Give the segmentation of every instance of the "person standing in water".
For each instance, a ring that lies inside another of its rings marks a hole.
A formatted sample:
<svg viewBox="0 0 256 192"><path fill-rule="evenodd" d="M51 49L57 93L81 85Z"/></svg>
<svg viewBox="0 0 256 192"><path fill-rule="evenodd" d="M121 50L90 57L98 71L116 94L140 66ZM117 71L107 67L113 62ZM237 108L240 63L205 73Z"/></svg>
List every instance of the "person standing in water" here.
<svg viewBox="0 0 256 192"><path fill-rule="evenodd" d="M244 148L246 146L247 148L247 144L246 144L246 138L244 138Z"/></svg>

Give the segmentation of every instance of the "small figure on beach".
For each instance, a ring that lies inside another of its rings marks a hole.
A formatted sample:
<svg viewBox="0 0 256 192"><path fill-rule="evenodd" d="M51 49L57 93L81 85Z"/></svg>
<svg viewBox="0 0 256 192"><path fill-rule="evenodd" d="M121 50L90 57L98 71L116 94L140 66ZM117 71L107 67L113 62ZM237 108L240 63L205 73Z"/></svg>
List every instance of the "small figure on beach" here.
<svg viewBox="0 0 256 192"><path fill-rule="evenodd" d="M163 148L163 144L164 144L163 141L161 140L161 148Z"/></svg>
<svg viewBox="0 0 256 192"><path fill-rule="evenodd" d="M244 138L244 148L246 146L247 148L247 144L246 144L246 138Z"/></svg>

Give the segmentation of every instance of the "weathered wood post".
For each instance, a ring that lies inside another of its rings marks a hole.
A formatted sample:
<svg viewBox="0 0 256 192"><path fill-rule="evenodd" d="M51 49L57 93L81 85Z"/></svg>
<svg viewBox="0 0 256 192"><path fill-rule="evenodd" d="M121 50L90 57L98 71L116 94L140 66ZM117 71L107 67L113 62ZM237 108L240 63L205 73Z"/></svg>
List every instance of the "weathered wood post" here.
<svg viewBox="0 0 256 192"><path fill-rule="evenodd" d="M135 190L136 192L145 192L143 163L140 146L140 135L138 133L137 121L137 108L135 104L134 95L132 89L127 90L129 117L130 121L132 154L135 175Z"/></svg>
******
(EXERCISE OBJECTIVE)
Convert every line of the records above into a single numbered list, leaving out the blank lines.

(FULL OUTPUT)
1. Give the segmentation of every instance of the "person standing in water".
2. For each instance, a ring that lies inside another of its rings marks a hole.
3. A formatted sample:
4. <svg viewBox="0 0 256 192"><path fill-rule="evenodd" d="M51 49L57 93L81 85Z"/></svg>
5. <svg viewBox="0 0 256 192"><path fill-rule="evenodd" d="M121 50L90 57L98 71L116 94L140 66ZM117 71L107 67L113 62ZM237 108L240 63L205 73Z"/></svg>
6. List every instance of the "person standing in water" here.
7. <svg viewBox="0 0 256 192"><path fill-rule="evenodd" d="M244 148L246 146L247 148L247 144L246 144L246 138L244 138Z"/></svg>
8. Give the segmentation of every instance of the "small figure on beach".
9. For each instance, a ring that lies inside another of its rings marks a hole.
10. A formatted sample:
11. <svg viewBox="0 0 256 192"><path fill-rule="evenodd" d="M51 49L57 93L81 85Z"/></svg>
12. <svg viewBox="0 0 256 192"><path fill-rule="evenodd" d="M121 50L90 57L98 71L116 94L140 66ZM117 71L107 67L113 62ZM237 108L240 63L205 73Z"/></svg>
13. List every instance of the "small figure on beach" here.
14. <svg viewBox="0 0 256 192"><path fill-rule="evenodd" d="M163 148L163 144L164 144L163 141L161 140L161 148Z"/></svg>
15. <svg viewBox="0 0 256 192"><path fill-rule="evenodd" d="M244 138L244 148L246 146L247 148L247 144L246 144L246 138Z"/></svg>
16. Give the segmentation of every instance of the "weathered wood post".
17. For each instance, a ring that lies inside another of its rings marks a hole.
18. A formatted sample:
19. <svg viewBox="0 0 256 192"><path fill-rule="evenodd" d="M51 49L57 93L81 85Z"/></svg>
20. <svg viewBox="0 0 256 192"><path fill-rule="evenodd" d="M121 50L90 57L98 71L116 94L140 66ZM117 71L107 67L113 62ZM237 108L240 63L205 73Z"/></svg>
21. List every instance of the "weathered wood post" here.
22. <svg viewBox="0 0 256 192"><path fill-rule="evenodd" d="M135 190L136 192L145 192L143 163L140 146L140 135L138 133L137 121L137 108L135 104L134 95L132 89L127 90L129 117L130 121L132 154L135 175Z"/></svg>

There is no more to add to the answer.